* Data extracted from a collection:

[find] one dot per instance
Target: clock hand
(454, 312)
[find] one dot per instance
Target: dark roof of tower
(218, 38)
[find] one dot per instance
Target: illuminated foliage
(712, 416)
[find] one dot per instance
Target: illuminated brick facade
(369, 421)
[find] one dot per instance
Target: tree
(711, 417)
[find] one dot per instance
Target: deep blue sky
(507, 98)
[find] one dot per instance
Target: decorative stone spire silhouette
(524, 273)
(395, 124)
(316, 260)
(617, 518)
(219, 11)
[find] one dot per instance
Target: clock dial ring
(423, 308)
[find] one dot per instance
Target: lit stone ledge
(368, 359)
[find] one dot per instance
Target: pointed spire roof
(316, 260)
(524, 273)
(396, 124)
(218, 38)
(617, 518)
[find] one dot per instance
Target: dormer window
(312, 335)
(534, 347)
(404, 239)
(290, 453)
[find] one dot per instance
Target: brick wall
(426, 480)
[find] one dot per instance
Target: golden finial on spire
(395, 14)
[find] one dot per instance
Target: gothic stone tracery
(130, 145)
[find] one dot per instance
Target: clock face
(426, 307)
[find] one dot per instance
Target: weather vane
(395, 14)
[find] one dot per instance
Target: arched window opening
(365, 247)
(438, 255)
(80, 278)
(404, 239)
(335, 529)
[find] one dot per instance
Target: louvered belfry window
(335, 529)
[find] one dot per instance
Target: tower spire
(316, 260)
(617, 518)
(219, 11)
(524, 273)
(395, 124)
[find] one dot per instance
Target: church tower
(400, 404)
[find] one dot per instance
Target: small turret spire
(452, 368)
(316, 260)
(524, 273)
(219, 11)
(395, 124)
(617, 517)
--
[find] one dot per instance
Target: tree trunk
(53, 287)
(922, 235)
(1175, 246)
==
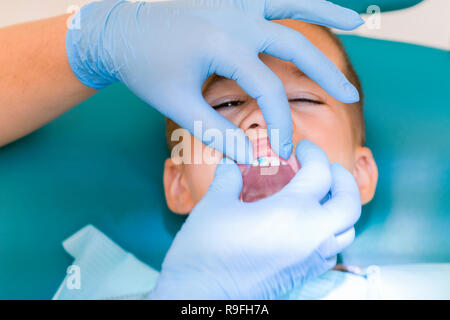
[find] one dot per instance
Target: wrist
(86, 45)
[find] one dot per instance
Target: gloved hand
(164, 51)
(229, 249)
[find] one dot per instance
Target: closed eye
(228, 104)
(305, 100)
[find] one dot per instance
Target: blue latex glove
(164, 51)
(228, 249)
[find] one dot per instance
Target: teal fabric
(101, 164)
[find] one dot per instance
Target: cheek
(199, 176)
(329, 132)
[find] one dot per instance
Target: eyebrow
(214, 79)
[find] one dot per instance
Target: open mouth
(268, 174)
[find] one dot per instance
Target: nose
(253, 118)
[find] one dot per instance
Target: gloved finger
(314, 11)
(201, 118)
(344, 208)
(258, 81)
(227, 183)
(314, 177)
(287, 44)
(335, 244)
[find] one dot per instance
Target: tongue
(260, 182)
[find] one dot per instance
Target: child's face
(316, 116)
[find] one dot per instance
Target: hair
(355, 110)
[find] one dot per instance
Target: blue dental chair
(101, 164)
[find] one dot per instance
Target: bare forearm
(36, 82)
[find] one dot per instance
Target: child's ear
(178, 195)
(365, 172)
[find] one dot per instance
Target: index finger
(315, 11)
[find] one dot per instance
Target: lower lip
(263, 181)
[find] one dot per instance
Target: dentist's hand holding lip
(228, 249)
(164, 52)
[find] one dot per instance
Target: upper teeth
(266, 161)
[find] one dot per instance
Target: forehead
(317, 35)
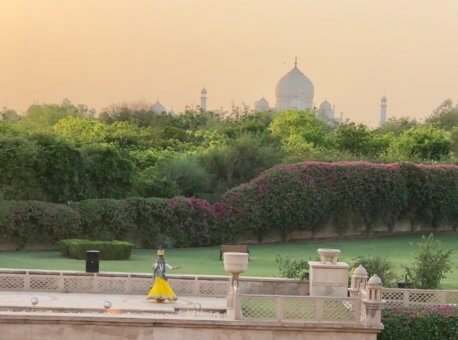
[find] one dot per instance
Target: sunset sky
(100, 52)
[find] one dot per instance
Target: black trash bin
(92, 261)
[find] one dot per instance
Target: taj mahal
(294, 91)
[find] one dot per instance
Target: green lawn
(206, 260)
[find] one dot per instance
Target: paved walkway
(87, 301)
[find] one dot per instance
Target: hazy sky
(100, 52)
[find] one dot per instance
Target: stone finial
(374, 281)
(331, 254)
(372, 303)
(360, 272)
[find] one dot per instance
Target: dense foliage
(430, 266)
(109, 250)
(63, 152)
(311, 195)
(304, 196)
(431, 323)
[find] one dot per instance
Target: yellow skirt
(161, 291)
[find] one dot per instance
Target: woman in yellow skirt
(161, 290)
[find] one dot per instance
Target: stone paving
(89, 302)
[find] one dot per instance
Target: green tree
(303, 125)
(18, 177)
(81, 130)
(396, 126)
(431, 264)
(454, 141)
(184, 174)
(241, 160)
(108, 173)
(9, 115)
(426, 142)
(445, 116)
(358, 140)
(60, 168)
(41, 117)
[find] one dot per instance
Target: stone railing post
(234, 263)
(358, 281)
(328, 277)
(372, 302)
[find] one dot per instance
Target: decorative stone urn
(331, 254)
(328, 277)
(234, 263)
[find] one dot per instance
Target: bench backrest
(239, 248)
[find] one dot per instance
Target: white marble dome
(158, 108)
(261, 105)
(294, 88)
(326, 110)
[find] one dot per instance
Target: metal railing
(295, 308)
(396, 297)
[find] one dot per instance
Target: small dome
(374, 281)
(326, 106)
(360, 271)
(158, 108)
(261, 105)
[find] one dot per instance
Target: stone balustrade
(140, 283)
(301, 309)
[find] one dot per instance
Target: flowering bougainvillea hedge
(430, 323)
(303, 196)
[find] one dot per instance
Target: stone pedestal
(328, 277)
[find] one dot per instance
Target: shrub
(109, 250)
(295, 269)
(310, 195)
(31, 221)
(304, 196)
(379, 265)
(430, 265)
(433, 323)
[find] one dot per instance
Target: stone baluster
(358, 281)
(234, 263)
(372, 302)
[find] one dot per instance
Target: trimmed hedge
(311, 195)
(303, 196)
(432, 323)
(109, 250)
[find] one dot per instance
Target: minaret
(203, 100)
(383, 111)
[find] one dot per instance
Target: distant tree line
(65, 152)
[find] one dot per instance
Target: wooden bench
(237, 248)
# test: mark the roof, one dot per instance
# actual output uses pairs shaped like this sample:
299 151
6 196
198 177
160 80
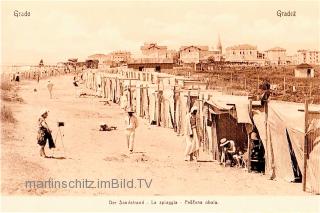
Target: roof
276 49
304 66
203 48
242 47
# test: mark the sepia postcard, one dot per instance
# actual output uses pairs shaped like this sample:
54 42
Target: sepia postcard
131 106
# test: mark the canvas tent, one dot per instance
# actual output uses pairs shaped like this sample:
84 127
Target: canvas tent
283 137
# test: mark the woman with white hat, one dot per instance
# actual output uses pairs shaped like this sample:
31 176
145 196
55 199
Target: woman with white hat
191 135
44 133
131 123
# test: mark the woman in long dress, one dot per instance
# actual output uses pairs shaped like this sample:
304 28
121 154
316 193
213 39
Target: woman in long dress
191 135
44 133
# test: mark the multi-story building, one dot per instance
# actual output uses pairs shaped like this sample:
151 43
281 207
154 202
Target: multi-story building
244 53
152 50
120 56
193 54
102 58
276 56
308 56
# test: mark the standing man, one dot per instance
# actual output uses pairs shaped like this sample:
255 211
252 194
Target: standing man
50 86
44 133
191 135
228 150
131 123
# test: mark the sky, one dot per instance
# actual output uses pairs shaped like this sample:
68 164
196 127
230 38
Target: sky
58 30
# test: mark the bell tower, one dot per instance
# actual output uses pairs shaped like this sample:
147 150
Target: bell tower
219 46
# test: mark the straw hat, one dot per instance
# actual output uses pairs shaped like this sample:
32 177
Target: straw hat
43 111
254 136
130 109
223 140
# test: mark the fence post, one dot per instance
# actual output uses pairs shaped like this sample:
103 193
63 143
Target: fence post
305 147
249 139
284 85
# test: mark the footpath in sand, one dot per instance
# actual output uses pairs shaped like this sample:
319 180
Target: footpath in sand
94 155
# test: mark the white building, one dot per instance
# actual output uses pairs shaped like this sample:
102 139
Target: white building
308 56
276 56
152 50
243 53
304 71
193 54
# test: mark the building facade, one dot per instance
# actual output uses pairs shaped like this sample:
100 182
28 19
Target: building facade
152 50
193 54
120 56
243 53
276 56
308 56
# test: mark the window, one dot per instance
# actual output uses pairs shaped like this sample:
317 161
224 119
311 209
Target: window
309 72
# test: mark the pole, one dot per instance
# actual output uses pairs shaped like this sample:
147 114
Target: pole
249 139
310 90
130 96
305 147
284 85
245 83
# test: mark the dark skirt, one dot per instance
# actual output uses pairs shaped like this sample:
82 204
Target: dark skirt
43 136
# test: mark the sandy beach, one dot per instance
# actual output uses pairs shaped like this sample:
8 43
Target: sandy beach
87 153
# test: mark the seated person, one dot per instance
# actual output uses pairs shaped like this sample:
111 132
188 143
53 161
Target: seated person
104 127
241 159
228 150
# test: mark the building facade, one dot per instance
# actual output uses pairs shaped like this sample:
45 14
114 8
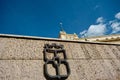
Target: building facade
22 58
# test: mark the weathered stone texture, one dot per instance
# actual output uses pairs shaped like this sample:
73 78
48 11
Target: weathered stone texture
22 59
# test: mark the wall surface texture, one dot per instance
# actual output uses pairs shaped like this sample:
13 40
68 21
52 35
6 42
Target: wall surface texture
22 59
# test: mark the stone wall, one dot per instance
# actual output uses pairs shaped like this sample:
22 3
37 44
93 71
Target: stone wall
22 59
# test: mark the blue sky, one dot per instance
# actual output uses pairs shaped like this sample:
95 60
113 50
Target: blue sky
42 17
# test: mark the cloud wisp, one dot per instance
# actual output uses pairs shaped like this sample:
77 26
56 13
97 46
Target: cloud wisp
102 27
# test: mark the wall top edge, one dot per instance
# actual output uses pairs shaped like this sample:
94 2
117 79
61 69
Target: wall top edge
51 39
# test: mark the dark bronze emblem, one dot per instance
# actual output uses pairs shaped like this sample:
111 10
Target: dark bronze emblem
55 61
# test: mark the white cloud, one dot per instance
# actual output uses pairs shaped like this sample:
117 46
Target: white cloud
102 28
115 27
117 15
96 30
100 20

* WORK REQUEST: What are the lines in the records above, word for word, from the one containing "Target: straw hat" through the one containing "# test: mark the wall surface", both ends included and pictures left out?

* ANSWER FOR THIS EXERCISE:
Target: straw hat
43 111
254 136
130 109
223 140
# test: mark the fence post, one dot per instance
# actual output uses pairs shaped like this sample:
103 193
63 143
Target: fence post
305 147
249 139
284 85
# test: mark the footpath in sand, one dot per instance
# actual output uses pairs shaped like this sample:
319 180
Target: footpath in sand
94 155
# test: mark the white building, one dot per instance
# actual output uses pairs shaped like this sample:
102 139
Target: white building
308 56
276 56
152 50
243 53
304 71
193 54
# test: mark the building facade, one dot per instance
# actual output uses pairs shaped like this sample:
100 182
28 19
Target: building facade
152 50
193 54
120 56
243 53
276 56
308 56
# test: mark the window, one dot per instance
# actual output uses pairs shaped like this sample:
317 161
224 119
311 209
Target: window
309 72
# test: mark the pole, one dot per instance
# actual output uses pairs shaped like this sample:
147 114
Target: pole
249 139
310 90
130 96
305 147
284 85
245 83
# test: mark the dark skirt, one dot per instance
# actual output uses pairs shaped like this sample:
82 204
Target: dark skirt
43 136
# test: mark the sandy beach, one dot per instance
# actual output uses pairs shaped like this sample:
8 43
Target: sandy beach
87 153
# test: mark the seated person, one dot per instance
# actual output uses pairs shaped like this sample:
111 132
188 143
53 161
Target: seated person
104 127
241 159
228 150
# test: mark the building facade, one dot per instance
# actual output uses pairs shaped like this sample:
45 14
114 8
Target: building facade
22 58
# test: mark the weathered stone texture, one dot per instance
# actual output uses pairs shaped like this sample:
73 78
48 11
Target: weathered stone texture
22 59
# test: mark the wall surface texture, one dot per instance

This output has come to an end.